◆ **Task**: The full set of entries is to be returned word for word.

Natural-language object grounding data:
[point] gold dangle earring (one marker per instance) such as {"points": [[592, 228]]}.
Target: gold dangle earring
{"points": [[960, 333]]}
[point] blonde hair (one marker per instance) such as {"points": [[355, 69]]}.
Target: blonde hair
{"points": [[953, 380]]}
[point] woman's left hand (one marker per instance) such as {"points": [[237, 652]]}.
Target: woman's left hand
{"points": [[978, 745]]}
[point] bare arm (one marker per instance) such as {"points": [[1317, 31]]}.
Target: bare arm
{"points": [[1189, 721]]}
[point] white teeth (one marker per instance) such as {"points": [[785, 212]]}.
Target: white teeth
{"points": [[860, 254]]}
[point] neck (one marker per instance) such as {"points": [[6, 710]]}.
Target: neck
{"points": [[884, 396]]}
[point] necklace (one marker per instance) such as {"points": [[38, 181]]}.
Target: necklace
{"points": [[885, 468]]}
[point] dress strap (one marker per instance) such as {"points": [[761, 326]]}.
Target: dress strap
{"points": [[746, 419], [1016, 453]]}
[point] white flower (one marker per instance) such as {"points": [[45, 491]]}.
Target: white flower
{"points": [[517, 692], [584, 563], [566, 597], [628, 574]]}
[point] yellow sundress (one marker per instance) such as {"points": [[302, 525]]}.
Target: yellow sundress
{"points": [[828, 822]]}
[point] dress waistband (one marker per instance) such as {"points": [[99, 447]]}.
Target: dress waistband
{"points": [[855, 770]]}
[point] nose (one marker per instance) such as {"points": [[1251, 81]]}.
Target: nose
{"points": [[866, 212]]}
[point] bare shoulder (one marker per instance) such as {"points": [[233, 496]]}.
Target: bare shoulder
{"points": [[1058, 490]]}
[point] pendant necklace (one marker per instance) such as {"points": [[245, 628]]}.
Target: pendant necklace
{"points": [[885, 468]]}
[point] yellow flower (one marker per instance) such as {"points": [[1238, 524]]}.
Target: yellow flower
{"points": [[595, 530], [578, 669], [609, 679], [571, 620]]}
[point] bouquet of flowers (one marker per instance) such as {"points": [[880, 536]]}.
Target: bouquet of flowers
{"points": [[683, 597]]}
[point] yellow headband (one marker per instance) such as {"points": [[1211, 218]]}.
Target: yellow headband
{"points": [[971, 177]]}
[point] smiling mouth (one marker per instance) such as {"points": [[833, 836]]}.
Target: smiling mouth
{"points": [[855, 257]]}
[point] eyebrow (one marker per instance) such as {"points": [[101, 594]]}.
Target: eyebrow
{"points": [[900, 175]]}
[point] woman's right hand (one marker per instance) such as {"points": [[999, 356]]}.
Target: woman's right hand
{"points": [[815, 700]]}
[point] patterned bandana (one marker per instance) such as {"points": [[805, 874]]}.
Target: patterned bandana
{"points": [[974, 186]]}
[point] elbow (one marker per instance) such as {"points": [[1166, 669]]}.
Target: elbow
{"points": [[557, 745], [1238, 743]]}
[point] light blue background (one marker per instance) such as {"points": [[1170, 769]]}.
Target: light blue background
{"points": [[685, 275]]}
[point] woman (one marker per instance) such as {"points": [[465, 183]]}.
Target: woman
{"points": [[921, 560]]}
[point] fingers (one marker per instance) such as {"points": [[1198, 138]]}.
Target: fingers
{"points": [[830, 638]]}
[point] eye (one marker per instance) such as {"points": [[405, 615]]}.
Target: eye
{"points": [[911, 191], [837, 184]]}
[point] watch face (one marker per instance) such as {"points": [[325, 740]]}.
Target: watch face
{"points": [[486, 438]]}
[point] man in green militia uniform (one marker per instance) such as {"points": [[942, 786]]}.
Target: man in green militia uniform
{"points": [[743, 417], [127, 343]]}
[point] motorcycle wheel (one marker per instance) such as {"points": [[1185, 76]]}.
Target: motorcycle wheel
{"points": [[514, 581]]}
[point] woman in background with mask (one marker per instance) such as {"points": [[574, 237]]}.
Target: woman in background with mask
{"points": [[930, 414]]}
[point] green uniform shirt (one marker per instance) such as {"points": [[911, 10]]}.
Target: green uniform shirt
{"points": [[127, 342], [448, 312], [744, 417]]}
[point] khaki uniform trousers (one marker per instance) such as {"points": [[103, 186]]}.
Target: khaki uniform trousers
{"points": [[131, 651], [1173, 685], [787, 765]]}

◆ **Response**:
[point] gold dangle earring (one marker per instance) such as {"points": [[592, 228]]}.
Target: gold dangle earring
{"points": [[960, 333]]}
[point] blonde hair (one marker per instance) such as {"points": [[355, 69]]}.
Target: blonde hair
{"points": [[953, 380]]}
[point] woman's left hand (one marker per instance) such as {"points": [[237, 652]]}.
Target: woman's left hand
{"points": [[978, 745]]}
[point] bare arm (one marker per instance) such as {"points": [[1317, 31]]}.
Target: bare arm
{"points": [[1189, 721]]}
[point] white teeth (one marker per instance) such as {"points": [[785, 212]]}.
Target: white teeth
{"points": [[860, 254]]}
[point] neck (one marker per instance) such as {"points": [[6, 710]]}.
Target: neck
{"points": [[884, 396]]}
[point] necklace (one marker per instance) such as {"points": [[38, 181]]}.
Target: necklace
{"points": [[885, 468]]}
[point] dress strap (one marker per instance) such as {"points": [[761, 326]]}.
Target: dress strap
{"points": [[746, 419], [1016, 453]]}
[point] white flower (one marker per instance) such as {"points": [[45, 491]]}.
Target: white flower
{"points": [[517, 692], [584, 563], [566, 597], [628, 574]]}
[point] yellow sundress (one marker per instance) such as {"points": [[302, 525]]}.
Target: yellow sundress
{"points": [[828, 822]]}
[point] dress waistband (one marker per instance) such as {"points": [[99, 447]]}.
Target: dress waistband
{"points": [[855, 770]]}
[point] nose (one marker per instance) such as {"points": [[1251, 81]]}.
Target: nose
{"points": [[866, 212]]}
[point] bare shoulder (one marker per instance) such as {"points": [[233, 496]]}.
Target: bare shoulder
{"points": [[1058, 490]]}
[point] pendant necklace (one marker per instance) such as {"points": [[245, 628]]}.
Target: pendant necklace
{"points": [[885, 468]]}
[point] yellow flower (one marker per instance) such as {"points": [[1238, 524]]}.
Target: yellow flower
{"points": [[595, 530], [578, 669], [609, 679], [571, 620]]}
[point] bouquet of flowers (one marker per instance) such as {"points": [[880, 536]]}.
Target: bouquet of flowers
{"points": [[683, 597]]}
[point] yellow headband (one marker per instance) such as {"points": [[1211, 218]]}.
Target: yellow headband
{"points": [[971, 177]]}
[point] smiling mouth (one marker per instance) such as {"points": [[833, 836]]}.
Target: smiling mouth
{"points": [[855, 257]]}
[point] eyebrow (one marker per instance) such as {"points": [[101, 594]]}.
Target: eyebrow
{"points": [[900, 175]]}
[point] woman's right hand (one marker per instance) such as {"points": [[999, 356]]}.
Target: woman's right hand
{"points": [[815, 700]]}
[point] patterned bandana (one marker per instance) such as {"points": [[805, 874]]}.
Target: patterned bandana
{"points": [[974, 186]]}
[point] elbow (one marker per instance) such as {"points": [[1166, 669]]}.
Target: elbow
{"points": [[557, 745], [1238, 743]]}
[point] light blue background (one marker per instance) such as {"points": [[1170, 769]]}.
Target: light blue background
{"points": [[685, 275]]}
[point] woman (one marker per instance) such as {"points": [[465, 183]]}.
Target: woman
{"points": [[921, 560]]}
[point] fingers (one marker per instance) such as {"points": [[1198, 138]]}.
Target: fingers
{"points": [[830, 638]]}
[point] eye (one marker per instance) such as {"points": [[405, 615]]}.
Target: eye
{"points": [[911, 191], [837, 184]]}
[point] watch face (one marker per instance) such as {"points": [[325, 740]]}.
Target: watch face
{"points": [[486, 438]]}
[point] man in green militia uniform (one marker per instance) such as {"points": [[942, 786]]}.
Target: man in green militia uniform
{"points": [[743, 417], [127, 343]]}
[point] motorcycle wheel (one marker per instance) such as {"points": [[1185, 76]]}.
Target: motorcycle wheel
{"points": [[514, 581]]}
[point] woman in background with mask (one marker per instance) such as {"points": [[574, 237]]}.
Target: woman in background with mask
{"points": [[930, 414]]}
[point] green uniform shirt (one marker per instance) such as {"points": [[911, 10]]}.
Target: green uniform shirt
{"points": [[127, 342], [448, 312], [744, 417]]}
[point] khaki uniform trousers (one marker per instance) such as {"points": [[103, 186]]}.
Target: khaki uniform trousers
{"points": [[131, 651], [1173, 685], [787, 765]]}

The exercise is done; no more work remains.